Task inputs section start

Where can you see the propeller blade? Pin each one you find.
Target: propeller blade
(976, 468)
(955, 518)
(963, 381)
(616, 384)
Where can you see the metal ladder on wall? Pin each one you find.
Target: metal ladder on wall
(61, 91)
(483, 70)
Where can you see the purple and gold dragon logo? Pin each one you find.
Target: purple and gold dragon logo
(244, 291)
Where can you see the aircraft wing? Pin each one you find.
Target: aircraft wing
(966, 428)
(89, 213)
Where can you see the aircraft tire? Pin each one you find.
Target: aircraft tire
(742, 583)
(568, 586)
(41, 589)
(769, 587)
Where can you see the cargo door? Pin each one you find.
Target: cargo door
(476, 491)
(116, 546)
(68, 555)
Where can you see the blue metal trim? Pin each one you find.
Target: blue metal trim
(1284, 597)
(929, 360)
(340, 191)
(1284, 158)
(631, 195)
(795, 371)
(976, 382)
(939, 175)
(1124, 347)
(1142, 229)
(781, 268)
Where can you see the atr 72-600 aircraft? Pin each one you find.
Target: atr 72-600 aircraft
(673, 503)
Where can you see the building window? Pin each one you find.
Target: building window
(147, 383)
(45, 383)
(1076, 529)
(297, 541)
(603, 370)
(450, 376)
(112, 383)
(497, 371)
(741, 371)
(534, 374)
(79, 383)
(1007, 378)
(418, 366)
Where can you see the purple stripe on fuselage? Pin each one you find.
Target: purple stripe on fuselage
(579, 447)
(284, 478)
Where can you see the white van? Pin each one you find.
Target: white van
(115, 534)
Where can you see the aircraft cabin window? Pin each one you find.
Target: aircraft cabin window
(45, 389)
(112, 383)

Task inputs section end

▸ **Exercise brief**
Taking the lines above, repeat exactly those from the line that contains "Where can you see the purple and" through the line that contains "Where can you see the building", and both of those lines as well. Include nothing else.

▸ **Output**
Where can you see the purple and gold dragon logo? Pin each one you find.
Target: purple and gold dragon logo
(244, 291)
Where can you see the aircraft wing? Pin each one you find.
Target: aircraft wing
(966, 428)
(89, 213)
Where can you see the aircraft tire? Pin each one you find.
Target: aircraft tire
(742, 583)
(568, 586)
(41, 589)
(769, 587)
Where can you see the cargo door? Pin each one you find.
Target: cargo door
(476, 491)
(116, 546)
(68, 555)
Where can you see the blue metal trim? Pin each one you find.
Target: blue metal trim
(1284, 597)
(929, 360)
(340, 191)
(1284, 158)
(631, 195)
(795, 371)
(976, 382)
(939, 175)
(1124, 347)
(1142, 229)
(781, 268)
Where can you see the atr 72-600 aircraft? Pin each one you find.
Target: atr 72-600 aircraft
(673, 503)
Where can you see the building window? Pin each one you find.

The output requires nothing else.